## Document source
= = = =
Vous sembliez réticent aux courses en ligne, pourquoi ?
Au départ, on ne s’était pas préoccupé des enjeux de santé et la question du système immunitaire. Rapidement, on a pris le soin de solliciter notre secteur médical, et on ne partageait pas toutes les positions personnelles de certains. Pour des cyclistes habitués à ces charges, on peut faire des séances intenses, courtes, sans que leur système immunitaire soit problématique. Ce qui est moins le cas sur des efforts intenses prolongés. A titre d’exemple, après un chrono, l’immunité globale est perturbée, donc dans ces moments il peut y avoir des infections respiratoires qui peuvent arriver. Il fallait donc éviter ces symptômes qui pourraient aggraver les infections en cas de virus avéré. Surtout que ce sont celles-ci qui posent problème actuellement. Donc il faut être très prudent sur le fait de faire des courses qui mènent à l'épuisement, c'est risqué. Je ne suis pas catégorique, je pense qu'il faut être prudent. Mais ça peut aussi amener du loisir et de la liberté. Les compétiteurs peuvent aussi en avoir besoin, et tourner en rond sera peut-être plus impactant sur le système immunitaire que de se faire plaisir. Mais en faire à fond ce n’est pas forcément bon et utile puisqu'il n'y a pas de courses. On insiste plutôt pour développer autre chose, la charge et l'endurance reviendront après le confinement. Il ne faut pas chercher à les développer, ce n’est pas très plaisant. Donc dans ce sens, les courses en ligne ne sont pas forcément opportunes.

Vous avez pourtant organisé "défie un champion", un sprint de 7 secondes sur une application en ligne...
C'est différent parce qu'en 7 secondes on n’est pas mené à l'épuisement. Ça ne va pas modifier le système immunitaire. C'est vrai que pour quelqu'un de peu entrainé, ce n’est peut-être pas adéquat. Même si on n'arrive pas à l'épuisement. Ce programme existe depuis deux ans et on se pose des questions. Car un des objectifs est d'identifier des jeunes talents, même chez les non-cyclistes. Donc on l'a proposé dans un premier temps sur des événements. Mais on peut s'interroger sur l'intensité et certains risques. C’est pourquoi il ne faut pas dépasser 7 secondes et s'appuyer sur 3 ou 4 secondes pour évaluer le niveau. Ce programme ne doit pas être dangereux.
= = = =
## Actions demandées
A. Indiquez si chacune des affirmations suivantes concorde avec l'entretien sur les courses en ligne, en répondant par oui ou par non et en citant les mots décisifs du texte : (i) après un chrono, l'immunité globale est perturbée ; (ii) le programme « défie un champion » existe depuis cinq ans ; (iii) pour évaluer le niveau, il faut s'appuyer sur 3 ou 4 secondes.
B. D'après l'entretien sur les courses en ligne, qui a été rapidement sollicité au sujet des enjeux de santé ?
C. Recopiez le passage de l'entretien sur les courses en ligne qui s'ouvre sur les mots contenant « C'est différent parce » et se clôt sur « pas être dangereux. ».
= = = =
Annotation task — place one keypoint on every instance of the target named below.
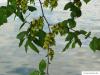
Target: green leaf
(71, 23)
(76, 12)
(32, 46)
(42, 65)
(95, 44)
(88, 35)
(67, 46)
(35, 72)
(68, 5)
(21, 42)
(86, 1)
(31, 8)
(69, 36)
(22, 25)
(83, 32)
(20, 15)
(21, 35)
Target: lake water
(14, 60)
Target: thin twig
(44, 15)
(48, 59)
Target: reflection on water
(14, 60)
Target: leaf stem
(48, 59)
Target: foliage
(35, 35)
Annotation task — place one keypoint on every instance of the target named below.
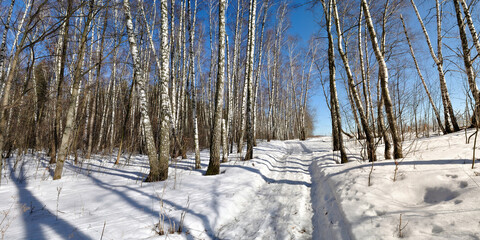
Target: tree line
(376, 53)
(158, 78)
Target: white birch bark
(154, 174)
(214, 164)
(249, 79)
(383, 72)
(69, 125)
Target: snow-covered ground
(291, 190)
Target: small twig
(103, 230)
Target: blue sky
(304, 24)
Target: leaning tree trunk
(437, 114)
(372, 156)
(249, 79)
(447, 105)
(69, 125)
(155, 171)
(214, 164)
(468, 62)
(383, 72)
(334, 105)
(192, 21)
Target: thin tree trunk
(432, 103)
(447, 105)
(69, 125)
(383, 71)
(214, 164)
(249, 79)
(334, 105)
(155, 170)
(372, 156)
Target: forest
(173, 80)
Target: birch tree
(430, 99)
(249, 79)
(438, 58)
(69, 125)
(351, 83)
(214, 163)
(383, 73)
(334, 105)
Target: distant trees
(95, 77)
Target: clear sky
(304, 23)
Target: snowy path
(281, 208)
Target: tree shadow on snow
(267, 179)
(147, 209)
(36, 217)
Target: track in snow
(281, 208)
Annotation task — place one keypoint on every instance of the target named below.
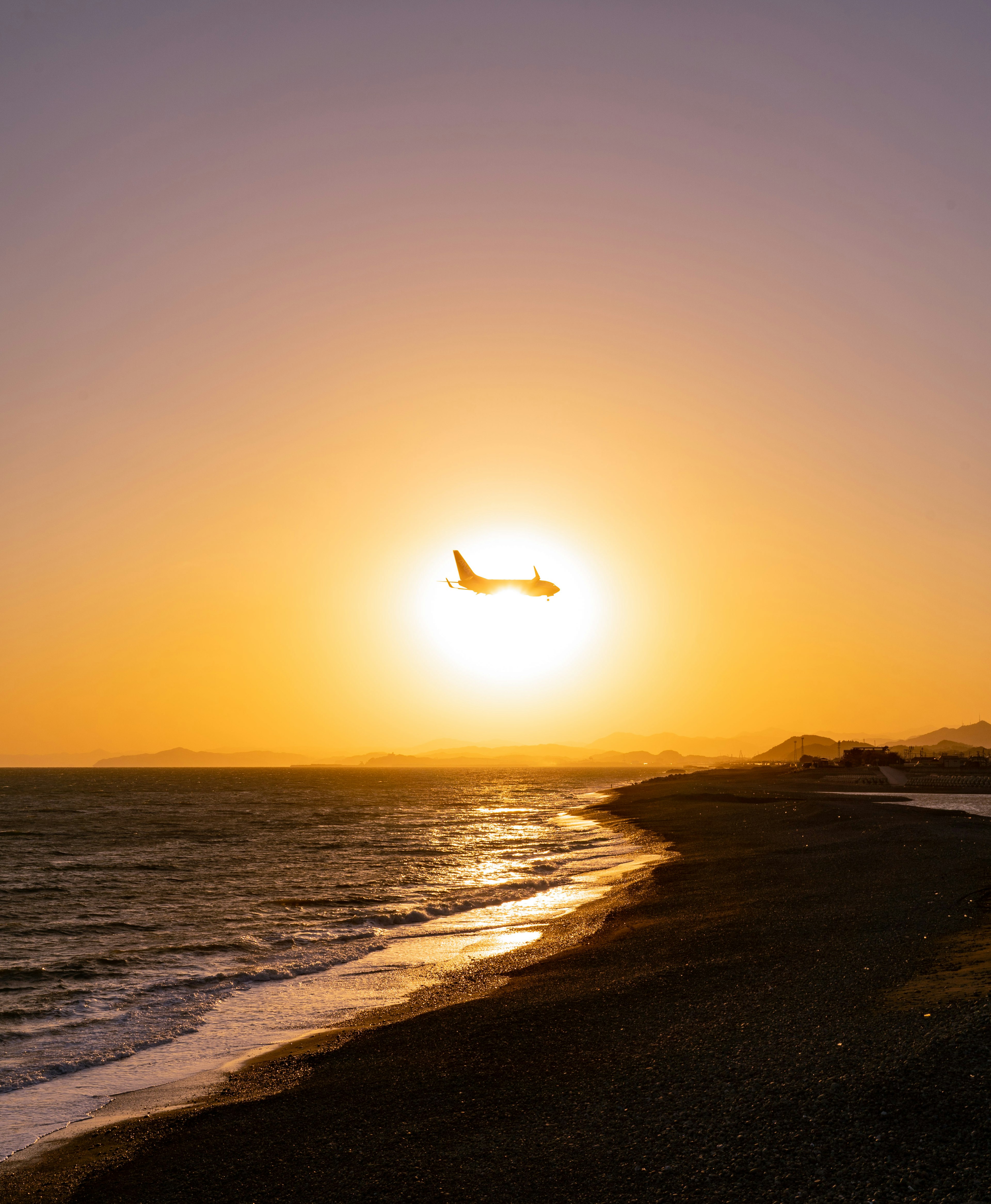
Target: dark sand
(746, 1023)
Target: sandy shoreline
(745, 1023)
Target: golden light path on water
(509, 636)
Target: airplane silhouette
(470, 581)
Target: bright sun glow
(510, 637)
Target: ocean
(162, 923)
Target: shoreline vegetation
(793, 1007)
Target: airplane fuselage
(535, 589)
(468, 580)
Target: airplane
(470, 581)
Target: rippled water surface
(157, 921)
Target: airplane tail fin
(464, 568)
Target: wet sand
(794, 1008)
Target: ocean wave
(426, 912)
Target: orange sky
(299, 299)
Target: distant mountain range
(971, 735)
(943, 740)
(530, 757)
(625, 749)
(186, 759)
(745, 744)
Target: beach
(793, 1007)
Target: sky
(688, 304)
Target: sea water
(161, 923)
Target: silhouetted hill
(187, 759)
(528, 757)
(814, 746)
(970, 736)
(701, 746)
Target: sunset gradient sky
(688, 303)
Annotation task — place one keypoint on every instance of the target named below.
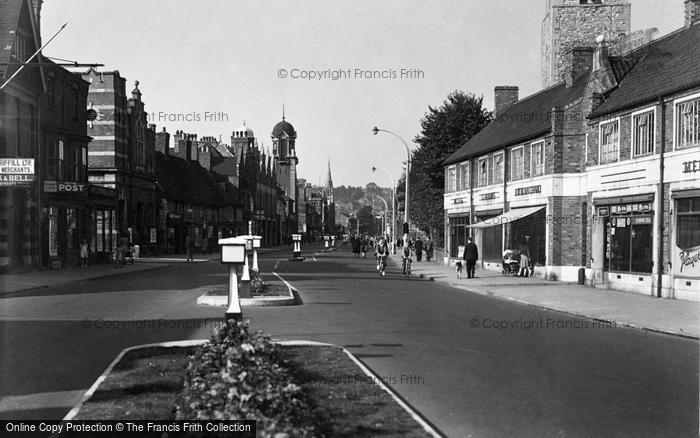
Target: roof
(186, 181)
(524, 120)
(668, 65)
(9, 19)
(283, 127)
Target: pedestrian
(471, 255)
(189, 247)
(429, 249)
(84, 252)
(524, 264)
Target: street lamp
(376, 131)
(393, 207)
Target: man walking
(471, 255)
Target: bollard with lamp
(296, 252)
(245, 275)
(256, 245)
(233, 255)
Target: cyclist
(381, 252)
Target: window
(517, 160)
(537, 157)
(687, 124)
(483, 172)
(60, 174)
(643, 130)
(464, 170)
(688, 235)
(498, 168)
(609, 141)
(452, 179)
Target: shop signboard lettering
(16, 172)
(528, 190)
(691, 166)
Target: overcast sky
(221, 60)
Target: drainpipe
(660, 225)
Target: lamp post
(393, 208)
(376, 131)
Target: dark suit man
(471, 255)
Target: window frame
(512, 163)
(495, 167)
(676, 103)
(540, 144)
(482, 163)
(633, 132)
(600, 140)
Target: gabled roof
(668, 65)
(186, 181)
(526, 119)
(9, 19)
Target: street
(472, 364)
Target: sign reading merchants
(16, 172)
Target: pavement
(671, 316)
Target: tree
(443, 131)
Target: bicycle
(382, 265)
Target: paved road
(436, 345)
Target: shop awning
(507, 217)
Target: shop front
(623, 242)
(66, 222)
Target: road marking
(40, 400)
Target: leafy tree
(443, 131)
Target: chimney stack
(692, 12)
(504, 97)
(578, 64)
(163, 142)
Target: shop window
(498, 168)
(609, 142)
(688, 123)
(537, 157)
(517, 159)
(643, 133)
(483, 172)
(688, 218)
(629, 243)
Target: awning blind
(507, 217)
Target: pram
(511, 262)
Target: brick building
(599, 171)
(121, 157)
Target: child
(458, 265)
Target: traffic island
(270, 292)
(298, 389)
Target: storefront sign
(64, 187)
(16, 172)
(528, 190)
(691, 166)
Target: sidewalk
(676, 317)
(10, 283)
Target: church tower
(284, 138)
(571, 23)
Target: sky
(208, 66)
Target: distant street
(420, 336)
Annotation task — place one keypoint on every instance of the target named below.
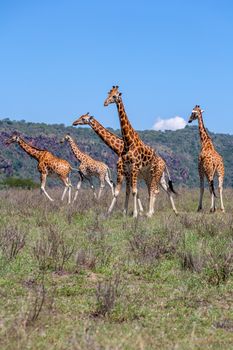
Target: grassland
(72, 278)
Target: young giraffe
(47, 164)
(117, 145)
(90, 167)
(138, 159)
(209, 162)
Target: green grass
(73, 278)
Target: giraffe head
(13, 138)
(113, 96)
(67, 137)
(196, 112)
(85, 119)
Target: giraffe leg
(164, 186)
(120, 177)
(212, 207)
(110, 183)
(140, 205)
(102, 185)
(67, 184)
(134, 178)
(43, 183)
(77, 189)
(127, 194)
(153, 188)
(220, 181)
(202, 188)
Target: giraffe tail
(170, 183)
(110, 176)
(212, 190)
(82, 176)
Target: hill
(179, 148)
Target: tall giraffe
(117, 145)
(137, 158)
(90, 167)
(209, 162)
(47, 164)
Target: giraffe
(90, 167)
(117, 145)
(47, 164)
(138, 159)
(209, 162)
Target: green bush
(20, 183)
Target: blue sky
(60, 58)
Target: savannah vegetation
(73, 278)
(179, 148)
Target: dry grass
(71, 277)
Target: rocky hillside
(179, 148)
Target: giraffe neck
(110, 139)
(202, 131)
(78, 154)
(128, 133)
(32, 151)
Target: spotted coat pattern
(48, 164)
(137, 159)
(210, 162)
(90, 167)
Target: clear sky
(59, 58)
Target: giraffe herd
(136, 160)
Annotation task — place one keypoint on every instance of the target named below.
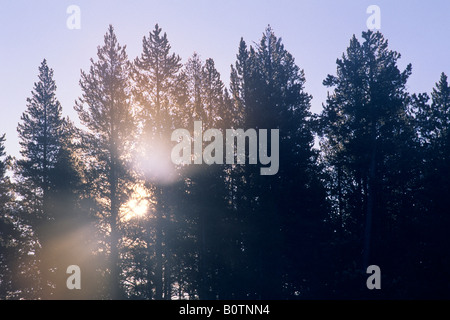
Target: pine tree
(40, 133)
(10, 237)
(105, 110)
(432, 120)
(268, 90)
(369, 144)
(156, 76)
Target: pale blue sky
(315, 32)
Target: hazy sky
= = = =
## Réponses par tâche
A.
(i) Oui : « après un chrono, l’immunité globale est perturbée ».
(ii) Non : « Ce programme existe depuis deux ans ».
(iii) Oui : « s'appuyer sur 3 ou 4 secondes pour évaluer le niveau ».

B. Le secteur médical.

C.
C'est différent parce qu'en 7 secondes on n’est pas mené à l'épuisement. Ça ne va pas modifier le système immunitaire. C'est vrai que pour quelqu'un de peu entrainé, ce n’est peut-être pas adéquat. Même si on n'arrive pas à l'épuisement. Ce programme existe depuis deux ans et on se pose des questions. Car un des objectifs est d'identifier des jeunes talents, même chez les non-cyclistes. Donc on l'a proposé dans un premier temps sur des événements. Mais on peut s'interroger sur l'intensité et certains risques. C’est pourquoi il ne faut pas dépasser 7 secondes et s'appuyer sur 3 ou 4 secondes pour évaluer le niveau. Ce programme ne doit pas être dangereux.